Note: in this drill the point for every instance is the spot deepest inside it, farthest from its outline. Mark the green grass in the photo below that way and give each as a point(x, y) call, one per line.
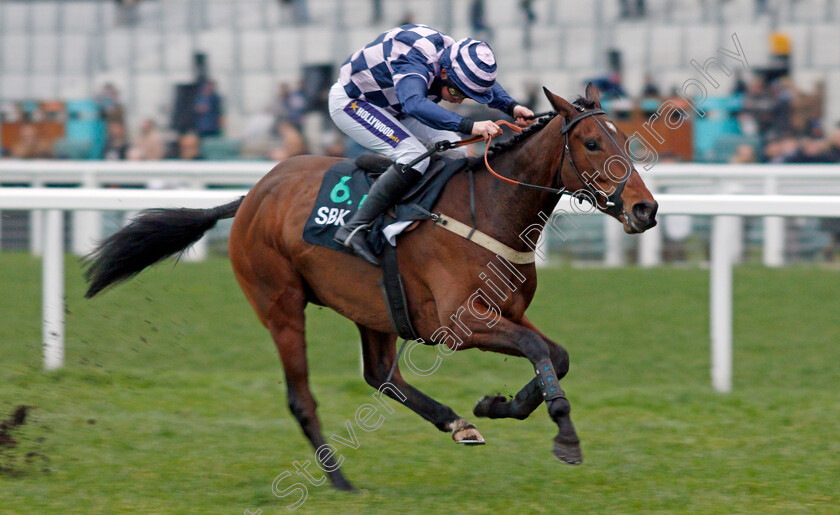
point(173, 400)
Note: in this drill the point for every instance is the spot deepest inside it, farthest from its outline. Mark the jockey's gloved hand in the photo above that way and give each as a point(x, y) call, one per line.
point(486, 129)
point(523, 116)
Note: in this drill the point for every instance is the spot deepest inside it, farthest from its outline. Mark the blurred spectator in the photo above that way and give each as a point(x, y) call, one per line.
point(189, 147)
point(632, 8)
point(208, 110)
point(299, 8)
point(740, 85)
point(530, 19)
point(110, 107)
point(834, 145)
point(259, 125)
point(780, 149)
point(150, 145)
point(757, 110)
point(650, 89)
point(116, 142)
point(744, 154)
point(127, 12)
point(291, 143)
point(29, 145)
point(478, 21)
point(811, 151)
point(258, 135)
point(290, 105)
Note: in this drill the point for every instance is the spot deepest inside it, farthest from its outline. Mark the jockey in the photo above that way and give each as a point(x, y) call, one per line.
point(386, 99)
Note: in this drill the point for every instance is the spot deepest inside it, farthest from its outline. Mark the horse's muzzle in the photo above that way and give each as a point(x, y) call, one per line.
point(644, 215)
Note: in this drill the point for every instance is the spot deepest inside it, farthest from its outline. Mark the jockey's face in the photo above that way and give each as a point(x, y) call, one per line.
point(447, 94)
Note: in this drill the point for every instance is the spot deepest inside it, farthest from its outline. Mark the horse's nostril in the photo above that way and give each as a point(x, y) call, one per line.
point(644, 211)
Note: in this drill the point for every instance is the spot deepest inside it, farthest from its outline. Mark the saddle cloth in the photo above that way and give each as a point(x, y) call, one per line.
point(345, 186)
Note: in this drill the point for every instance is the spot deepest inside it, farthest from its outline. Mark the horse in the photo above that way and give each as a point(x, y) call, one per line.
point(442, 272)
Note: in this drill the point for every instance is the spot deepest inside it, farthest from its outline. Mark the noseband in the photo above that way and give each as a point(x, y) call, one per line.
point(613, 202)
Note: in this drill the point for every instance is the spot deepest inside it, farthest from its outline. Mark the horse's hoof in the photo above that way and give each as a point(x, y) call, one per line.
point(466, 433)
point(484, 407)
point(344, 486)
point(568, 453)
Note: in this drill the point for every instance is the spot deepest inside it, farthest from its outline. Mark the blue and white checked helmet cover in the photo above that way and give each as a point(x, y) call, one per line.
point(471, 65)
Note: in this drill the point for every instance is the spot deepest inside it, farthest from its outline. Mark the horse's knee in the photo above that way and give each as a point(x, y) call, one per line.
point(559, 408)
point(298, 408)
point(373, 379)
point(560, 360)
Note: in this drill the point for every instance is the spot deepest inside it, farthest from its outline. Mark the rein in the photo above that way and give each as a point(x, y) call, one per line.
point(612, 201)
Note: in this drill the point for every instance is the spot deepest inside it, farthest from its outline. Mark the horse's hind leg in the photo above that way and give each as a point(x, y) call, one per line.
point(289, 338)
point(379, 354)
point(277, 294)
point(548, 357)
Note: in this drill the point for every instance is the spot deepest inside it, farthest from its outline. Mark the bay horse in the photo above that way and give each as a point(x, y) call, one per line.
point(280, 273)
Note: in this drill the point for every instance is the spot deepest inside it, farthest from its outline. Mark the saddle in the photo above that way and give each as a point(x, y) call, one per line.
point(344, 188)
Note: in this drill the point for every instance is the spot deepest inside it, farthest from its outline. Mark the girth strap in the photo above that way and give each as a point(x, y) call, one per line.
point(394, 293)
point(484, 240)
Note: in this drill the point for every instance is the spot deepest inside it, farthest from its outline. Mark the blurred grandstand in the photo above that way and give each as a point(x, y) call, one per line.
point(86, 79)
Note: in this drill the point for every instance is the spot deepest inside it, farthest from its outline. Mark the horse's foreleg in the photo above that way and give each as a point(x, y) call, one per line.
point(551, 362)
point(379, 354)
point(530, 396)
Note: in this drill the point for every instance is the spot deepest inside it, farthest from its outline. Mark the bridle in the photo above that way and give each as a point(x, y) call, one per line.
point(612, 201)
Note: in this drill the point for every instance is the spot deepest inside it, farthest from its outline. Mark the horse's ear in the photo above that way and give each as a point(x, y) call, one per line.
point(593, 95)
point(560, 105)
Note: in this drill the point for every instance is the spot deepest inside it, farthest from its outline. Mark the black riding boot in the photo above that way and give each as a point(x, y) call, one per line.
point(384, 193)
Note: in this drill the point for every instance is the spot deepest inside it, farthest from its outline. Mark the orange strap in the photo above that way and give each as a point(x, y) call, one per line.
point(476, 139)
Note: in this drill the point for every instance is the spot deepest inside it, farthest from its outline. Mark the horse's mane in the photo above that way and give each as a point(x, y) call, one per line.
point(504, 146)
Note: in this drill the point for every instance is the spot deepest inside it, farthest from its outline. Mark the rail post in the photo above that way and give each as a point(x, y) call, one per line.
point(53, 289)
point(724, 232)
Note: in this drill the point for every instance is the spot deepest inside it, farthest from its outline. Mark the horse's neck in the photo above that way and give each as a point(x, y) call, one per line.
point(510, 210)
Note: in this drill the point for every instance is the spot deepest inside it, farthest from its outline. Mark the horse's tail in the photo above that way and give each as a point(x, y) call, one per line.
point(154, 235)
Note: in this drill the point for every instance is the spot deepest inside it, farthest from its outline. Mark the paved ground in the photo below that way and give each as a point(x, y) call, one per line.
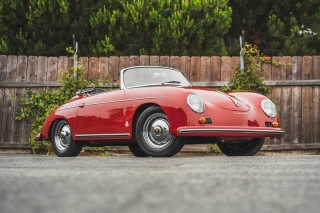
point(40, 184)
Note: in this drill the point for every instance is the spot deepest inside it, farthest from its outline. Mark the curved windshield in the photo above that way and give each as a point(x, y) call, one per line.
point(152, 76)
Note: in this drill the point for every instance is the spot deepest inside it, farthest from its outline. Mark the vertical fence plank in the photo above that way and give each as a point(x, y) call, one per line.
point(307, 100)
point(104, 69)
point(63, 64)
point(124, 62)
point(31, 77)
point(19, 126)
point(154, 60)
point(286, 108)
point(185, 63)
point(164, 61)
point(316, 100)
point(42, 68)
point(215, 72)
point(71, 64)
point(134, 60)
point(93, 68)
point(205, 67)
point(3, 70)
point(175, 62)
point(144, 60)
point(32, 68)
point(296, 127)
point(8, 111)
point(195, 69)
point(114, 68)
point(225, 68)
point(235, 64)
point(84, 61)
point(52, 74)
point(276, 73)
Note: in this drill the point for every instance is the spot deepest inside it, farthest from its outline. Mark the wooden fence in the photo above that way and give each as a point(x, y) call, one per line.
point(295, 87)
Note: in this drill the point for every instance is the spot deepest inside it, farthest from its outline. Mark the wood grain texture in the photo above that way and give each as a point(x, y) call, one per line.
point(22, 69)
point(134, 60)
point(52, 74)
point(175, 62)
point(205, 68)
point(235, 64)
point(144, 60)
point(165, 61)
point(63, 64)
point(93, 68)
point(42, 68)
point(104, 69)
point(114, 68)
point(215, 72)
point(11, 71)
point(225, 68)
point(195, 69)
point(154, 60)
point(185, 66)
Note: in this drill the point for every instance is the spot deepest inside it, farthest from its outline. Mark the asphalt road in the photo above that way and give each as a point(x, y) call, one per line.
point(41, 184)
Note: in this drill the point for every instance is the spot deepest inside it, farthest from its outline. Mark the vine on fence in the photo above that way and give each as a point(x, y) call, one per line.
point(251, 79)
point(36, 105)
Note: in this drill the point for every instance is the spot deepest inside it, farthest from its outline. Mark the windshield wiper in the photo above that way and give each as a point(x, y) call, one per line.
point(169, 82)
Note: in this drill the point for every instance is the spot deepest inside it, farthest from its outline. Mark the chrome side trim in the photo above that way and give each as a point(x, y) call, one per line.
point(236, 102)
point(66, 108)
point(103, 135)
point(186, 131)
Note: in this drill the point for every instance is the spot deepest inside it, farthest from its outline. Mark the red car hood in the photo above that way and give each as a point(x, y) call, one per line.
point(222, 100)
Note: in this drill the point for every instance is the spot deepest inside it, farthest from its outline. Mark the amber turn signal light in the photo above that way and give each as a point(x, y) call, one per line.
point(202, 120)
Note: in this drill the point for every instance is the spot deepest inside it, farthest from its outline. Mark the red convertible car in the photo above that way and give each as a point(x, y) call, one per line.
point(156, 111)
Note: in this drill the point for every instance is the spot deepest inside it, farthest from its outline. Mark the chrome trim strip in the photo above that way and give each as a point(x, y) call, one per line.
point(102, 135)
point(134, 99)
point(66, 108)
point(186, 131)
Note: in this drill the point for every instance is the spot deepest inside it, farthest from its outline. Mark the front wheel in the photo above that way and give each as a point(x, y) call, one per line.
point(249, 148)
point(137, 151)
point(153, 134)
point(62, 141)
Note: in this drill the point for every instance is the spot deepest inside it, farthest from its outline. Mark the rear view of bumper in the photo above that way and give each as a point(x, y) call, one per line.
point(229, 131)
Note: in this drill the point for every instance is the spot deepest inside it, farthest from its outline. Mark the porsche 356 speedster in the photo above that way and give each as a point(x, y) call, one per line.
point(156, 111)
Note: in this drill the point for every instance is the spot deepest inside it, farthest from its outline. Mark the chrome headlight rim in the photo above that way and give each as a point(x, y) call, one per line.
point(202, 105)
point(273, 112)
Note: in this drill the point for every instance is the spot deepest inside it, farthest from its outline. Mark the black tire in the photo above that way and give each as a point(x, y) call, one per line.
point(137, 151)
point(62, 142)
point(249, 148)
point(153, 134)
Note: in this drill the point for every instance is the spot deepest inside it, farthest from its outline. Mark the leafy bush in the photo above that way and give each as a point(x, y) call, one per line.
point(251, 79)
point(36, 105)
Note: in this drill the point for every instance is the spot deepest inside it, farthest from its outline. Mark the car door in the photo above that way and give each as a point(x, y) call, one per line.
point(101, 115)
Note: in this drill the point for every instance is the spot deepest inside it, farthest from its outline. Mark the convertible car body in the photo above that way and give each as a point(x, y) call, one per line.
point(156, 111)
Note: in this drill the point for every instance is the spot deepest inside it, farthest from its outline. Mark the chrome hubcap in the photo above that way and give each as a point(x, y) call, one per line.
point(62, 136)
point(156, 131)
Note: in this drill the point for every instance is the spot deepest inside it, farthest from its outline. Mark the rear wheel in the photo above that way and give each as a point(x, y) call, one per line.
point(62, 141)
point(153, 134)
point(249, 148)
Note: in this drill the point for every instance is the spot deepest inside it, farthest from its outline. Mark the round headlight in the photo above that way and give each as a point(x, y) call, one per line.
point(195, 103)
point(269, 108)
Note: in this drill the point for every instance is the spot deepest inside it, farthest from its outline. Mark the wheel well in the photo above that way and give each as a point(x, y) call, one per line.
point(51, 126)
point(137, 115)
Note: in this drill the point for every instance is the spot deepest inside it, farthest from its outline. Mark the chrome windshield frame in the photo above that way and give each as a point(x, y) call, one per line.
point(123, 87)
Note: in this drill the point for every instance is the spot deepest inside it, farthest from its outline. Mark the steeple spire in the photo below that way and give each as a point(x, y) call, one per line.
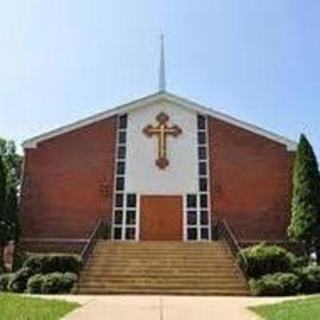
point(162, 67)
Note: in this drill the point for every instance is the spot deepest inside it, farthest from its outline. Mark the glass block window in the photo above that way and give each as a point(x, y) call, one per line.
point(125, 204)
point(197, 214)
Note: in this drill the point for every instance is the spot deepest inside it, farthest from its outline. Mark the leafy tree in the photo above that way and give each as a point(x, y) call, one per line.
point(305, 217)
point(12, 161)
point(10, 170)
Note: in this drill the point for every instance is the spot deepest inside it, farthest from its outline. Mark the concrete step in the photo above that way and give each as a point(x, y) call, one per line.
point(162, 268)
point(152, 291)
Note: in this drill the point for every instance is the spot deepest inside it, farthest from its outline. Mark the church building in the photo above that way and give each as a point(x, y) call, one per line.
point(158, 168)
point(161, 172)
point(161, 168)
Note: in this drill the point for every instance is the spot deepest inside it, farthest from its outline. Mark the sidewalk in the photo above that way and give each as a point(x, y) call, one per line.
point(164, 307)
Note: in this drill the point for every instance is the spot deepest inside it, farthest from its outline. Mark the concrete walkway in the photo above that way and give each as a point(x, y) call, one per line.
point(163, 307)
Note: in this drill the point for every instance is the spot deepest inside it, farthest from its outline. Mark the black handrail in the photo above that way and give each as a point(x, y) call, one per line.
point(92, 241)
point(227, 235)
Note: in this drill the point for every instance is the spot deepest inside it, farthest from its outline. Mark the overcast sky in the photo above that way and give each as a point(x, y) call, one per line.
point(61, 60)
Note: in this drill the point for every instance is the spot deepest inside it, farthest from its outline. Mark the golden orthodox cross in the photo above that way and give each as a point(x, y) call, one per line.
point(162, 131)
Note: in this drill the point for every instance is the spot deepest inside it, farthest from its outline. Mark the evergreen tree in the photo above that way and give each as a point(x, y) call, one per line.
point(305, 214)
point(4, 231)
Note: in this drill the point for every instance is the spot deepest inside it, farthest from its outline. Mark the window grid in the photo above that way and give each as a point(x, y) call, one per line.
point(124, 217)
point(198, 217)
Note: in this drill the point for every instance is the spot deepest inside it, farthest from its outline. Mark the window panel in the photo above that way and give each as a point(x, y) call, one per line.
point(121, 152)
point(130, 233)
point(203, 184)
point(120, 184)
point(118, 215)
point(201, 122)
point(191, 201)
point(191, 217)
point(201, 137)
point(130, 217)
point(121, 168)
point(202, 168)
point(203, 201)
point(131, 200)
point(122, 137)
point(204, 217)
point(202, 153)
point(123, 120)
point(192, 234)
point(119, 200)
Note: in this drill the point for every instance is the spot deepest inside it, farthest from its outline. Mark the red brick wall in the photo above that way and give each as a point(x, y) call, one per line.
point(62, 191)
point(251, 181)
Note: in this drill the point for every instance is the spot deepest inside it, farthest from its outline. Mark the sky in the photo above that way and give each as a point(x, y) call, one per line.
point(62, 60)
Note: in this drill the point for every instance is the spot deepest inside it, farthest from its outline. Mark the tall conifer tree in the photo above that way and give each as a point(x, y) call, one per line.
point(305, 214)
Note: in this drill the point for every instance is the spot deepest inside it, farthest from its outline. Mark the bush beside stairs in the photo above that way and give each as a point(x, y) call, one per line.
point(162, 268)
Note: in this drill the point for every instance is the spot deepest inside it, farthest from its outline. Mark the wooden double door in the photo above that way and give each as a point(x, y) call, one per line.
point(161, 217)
════════════════════
> [STATED TASK] Can you repeat the records from the line with "Mark the noseband" up to and including the line with "point(548, 357)", switching "drill" to "exercise" and leaving everything else as it is?

> [RESPONSE]
Note: in this exercise the point for every instance is the spot deepest inside it, farthest from its outline. Mark the noseband in the photo above that way and give each as a point(x, y) call, one per line.
point(613, 202)
Note: in this exercise the point for every instance is the spot deepest inside it, farthest from its outline. Mark the horse's hoof in the photo above that way and give each as a point(x, y) call, one per line.
point(466, 433)
point(484, 407)
point(344, 486)
point(568, 453)
Note: in this exercise the point for every instance is the spot deepest inside it, farthest from its outline. Mark the blue and white checked helmet cover in the photo above that way and give each as a point(x, y) call, one per line.
point(471, 65)
Note: in this exercise the point for every instance is the spot deepest inside it, farthest from its outline. Mark the horse's knee in the photo above that way and give each as a point(x, y) call, one per line.
point(559, 408)
point(298, 408)
point(373, 379)
point(560, 360)
Note: in this exercise the point for every instance is the spot deepest inside it, farthest from its outline. Mark the rein in the photo above that way and give each as a point(x, y) call, one per line.
point(612, 201)
Note: in this exercise the point for every instance is the spot deepest inside it, farthest from its outline. Mark the horse's hind leg in the photo above that way and give each as a point(x, y) call, one per line.
point(289, 338)
point(379, 354)
point(277, 294)
point(548, 357)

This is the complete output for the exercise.